Identify each line below that contains the string "flagpole" and copy those lines out in full.

RECORDS SUPPLIED:
** begin **
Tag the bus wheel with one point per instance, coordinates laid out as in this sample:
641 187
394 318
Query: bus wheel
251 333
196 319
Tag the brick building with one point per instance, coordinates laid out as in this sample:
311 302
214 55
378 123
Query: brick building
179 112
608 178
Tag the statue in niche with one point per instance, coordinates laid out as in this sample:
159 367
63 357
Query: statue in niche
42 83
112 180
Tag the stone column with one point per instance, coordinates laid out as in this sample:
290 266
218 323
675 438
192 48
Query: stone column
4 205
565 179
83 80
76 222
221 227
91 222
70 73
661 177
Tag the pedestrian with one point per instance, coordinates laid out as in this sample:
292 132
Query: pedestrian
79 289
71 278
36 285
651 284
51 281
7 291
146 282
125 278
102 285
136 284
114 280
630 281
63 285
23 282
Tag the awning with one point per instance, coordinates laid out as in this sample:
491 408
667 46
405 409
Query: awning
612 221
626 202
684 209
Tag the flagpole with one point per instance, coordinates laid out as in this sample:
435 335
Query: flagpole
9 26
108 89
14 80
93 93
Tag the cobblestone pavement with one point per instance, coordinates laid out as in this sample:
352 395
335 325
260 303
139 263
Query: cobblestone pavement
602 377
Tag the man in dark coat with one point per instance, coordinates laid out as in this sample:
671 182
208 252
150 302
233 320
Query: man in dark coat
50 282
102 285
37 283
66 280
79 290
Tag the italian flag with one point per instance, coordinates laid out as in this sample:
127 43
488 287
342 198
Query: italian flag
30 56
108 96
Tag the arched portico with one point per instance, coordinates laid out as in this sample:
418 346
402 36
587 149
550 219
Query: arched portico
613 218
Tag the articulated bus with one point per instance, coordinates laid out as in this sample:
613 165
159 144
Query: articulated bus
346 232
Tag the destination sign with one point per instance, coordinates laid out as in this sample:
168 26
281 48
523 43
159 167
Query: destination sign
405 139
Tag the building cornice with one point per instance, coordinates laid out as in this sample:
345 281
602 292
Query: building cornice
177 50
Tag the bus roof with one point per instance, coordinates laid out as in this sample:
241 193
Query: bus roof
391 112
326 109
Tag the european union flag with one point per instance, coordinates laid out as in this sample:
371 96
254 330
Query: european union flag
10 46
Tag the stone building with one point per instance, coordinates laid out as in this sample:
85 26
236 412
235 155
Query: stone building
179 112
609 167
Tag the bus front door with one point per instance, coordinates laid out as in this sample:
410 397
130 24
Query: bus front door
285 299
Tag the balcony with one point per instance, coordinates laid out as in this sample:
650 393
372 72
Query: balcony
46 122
** end **
** begin **
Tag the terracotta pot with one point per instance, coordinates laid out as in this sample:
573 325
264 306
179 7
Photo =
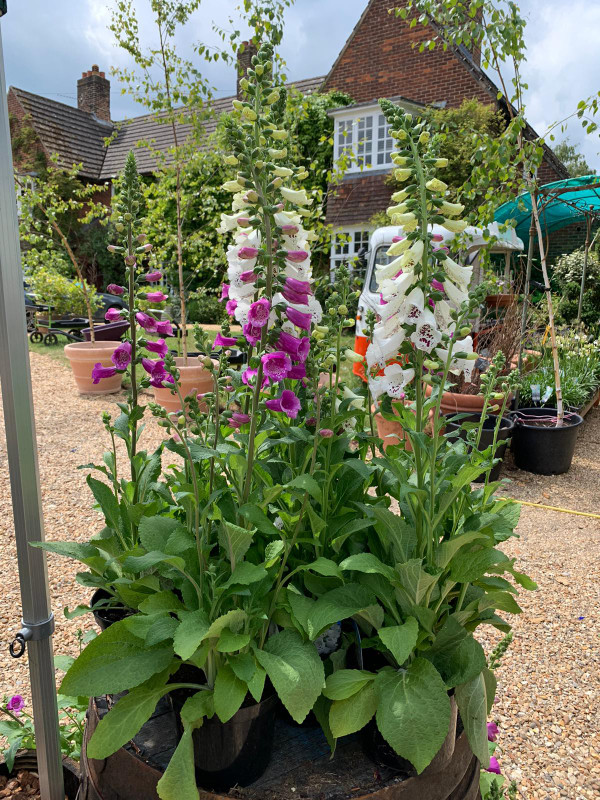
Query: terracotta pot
** end **
REPLY TO THE TASK:
Tag the flagpole with one point per instance, coordinates laid out as in this sample:
Query: flagpole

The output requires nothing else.